Written instruction A: In the Mexico City guide, copy the stretch from "After all that" through "Mexico City itinerary.", swapping "Zócalo" for "main square".
Written instruction B: In the Mexico City guide, what reason is given for reaching Xochimilco by taking the metro to Tasqueña and then the "tren ligero," even though the trip is long?

How to get to Xochimilco: take the metro to the Tasqueña metro station (line 2), and transfer to the “tren ligero” to Xochimilco. When you step off the train. follow the signs to the “Embracadero”. It’s quite a long journey, but you will save a lot of money!

Xochimilco is famous for its canal network. Once upon a time, these canals connected most of the settlements in the Valley of Mexico, but nowadays, only the canals in Xochimilco remain. That’s not to say that they are small, though- there’s still a 100-mile network that winds its way through the entire district!

Amongst the canals lie chinampas, or floating gardens. The best way to see Xochimilco is by trajinera- a colorful boat like a gondola, which you can hire for a tour of the waterways. Along the way, you’ll likely come across mariachi bands offering to serenade you, as well as some tasty street food if you get hungry.

➤ Looking for a tour to visit Xochimilco? The Xochimilco & Coyoacan Tour, which includes entrance to the Frida Kahlo Museum, includes transportation to the three attractions from a meeting point as well as the insights of a professional guide. ➥ BOOK IT HERE

➤ If you’d rather enjoy the trip with your own group, get the Private Tour: Xochimilco, Coyoacan and Frida Kahlo Museum. A guide, hotel roundtrip transportation, and entrance fees are included. ➥ BOOK IT HERE

READ ALSO: 17 Best Mexico City Tours

NIGHT | Mariachi & Street Food

After all that sightseeing, you’re bound to be hungry. Well, you’re in luck- Mexico City has some of the most delicious street food in the world. There are often stalls all around the Zócalo, but if you want to take a walk further afield, just stroll down any of the nearby streets and you’ll find plenty of food.

Mariachi in Plaza Garibaldi - an unmissable stop on a Mexico City itinerary.

Labeled-object pointing entries:

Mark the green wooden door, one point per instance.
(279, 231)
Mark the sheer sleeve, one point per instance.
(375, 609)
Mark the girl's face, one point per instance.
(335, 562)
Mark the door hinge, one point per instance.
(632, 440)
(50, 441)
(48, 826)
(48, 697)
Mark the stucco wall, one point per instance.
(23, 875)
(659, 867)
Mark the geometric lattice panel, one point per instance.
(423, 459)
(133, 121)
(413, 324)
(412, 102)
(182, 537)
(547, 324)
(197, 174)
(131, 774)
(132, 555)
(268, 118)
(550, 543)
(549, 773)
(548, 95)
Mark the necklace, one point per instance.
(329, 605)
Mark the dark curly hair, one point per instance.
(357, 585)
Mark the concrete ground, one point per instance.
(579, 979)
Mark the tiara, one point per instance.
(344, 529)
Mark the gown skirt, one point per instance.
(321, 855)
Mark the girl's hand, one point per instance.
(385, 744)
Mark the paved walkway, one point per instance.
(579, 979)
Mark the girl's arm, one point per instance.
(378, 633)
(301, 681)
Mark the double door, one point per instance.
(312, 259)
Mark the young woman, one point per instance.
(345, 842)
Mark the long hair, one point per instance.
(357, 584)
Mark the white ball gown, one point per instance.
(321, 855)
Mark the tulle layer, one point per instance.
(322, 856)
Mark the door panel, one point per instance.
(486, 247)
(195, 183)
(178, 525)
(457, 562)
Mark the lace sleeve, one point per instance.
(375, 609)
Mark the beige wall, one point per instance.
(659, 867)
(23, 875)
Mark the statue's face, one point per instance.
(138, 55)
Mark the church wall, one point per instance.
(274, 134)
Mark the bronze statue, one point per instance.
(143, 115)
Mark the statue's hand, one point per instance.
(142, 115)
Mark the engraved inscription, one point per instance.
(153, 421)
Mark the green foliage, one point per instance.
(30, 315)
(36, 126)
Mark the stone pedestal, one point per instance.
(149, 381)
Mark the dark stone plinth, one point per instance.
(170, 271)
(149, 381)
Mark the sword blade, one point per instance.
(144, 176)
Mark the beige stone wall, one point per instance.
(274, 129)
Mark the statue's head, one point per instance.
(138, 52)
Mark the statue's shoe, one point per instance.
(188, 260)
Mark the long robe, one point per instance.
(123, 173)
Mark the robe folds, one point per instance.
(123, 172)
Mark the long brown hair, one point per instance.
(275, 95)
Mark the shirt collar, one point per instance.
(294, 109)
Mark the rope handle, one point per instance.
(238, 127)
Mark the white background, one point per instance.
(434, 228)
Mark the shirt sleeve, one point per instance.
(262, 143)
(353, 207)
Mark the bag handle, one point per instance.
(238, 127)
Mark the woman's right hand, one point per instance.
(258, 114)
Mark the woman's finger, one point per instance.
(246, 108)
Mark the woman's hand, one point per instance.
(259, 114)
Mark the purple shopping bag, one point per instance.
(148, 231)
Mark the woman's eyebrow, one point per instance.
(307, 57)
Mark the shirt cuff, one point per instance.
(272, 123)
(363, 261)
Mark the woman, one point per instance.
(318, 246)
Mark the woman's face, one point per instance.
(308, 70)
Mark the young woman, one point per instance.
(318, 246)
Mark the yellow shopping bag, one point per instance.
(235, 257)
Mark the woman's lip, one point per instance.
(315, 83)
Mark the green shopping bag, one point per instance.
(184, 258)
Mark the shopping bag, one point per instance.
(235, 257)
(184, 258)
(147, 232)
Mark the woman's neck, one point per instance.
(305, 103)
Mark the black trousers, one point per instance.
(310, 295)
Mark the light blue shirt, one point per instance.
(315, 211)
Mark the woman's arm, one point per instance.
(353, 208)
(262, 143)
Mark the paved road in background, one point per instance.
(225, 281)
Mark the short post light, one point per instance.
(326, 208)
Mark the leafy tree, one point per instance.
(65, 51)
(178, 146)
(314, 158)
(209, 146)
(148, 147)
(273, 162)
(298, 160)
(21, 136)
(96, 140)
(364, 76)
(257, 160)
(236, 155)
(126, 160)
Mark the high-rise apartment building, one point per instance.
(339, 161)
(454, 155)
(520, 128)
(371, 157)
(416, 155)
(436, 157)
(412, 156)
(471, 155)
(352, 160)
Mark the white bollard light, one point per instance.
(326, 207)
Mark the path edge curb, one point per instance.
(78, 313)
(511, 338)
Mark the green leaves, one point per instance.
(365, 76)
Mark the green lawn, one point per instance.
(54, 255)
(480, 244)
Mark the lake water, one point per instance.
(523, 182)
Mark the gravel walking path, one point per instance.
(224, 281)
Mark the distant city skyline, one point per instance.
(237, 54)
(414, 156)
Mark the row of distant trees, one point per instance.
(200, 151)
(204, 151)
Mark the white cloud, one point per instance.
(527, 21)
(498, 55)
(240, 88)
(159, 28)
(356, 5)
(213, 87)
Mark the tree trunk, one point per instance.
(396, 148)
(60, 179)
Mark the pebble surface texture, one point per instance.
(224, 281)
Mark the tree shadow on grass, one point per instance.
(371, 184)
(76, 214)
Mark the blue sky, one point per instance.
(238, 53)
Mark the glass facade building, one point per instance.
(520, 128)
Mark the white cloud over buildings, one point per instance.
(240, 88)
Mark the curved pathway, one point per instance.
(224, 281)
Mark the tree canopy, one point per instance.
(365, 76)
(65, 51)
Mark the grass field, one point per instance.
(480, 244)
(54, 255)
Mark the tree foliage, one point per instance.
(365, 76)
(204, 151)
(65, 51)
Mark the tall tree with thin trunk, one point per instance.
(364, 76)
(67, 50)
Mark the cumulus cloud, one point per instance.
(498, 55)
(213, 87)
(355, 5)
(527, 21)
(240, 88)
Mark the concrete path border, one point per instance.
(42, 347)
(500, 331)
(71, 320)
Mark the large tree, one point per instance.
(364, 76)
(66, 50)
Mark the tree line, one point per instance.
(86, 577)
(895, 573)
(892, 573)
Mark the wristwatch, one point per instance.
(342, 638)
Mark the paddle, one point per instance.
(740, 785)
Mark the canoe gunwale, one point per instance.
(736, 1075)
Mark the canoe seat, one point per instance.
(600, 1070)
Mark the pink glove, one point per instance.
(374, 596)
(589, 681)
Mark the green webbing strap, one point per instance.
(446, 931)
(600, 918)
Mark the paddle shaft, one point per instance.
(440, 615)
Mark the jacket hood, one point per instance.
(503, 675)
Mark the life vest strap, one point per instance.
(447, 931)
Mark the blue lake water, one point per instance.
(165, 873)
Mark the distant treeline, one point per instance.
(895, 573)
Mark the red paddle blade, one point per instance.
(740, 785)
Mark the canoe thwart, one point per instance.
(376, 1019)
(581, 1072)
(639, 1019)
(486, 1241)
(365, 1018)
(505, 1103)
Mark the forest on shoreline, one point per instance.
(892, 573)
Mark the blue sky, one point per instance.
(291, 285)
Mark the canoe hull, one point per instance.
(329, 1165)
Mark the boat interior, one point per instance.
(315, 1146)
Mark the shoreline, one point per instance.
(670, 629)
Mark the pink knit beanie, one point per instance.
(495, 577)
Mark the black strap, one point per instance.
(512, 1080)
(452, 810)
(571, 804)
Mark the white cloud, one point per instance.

Task result A:
After all that sightseeing, you’re bound to be hungry. Well, you’re in luck- Mexico City has some of the most delicious street food in the world. There are often stalls all around the main square, but if you want to take a walk further afield, just stroll down any of the nearby streets and you’ll find plenty of food.

Mariachi in Plaza Garibaldi - an unmissable stop on a Mexico City itinerary.

Task result B: The route saves a lot of money. The guide admits it is quite a long journey, but says the savings make it worthwhile.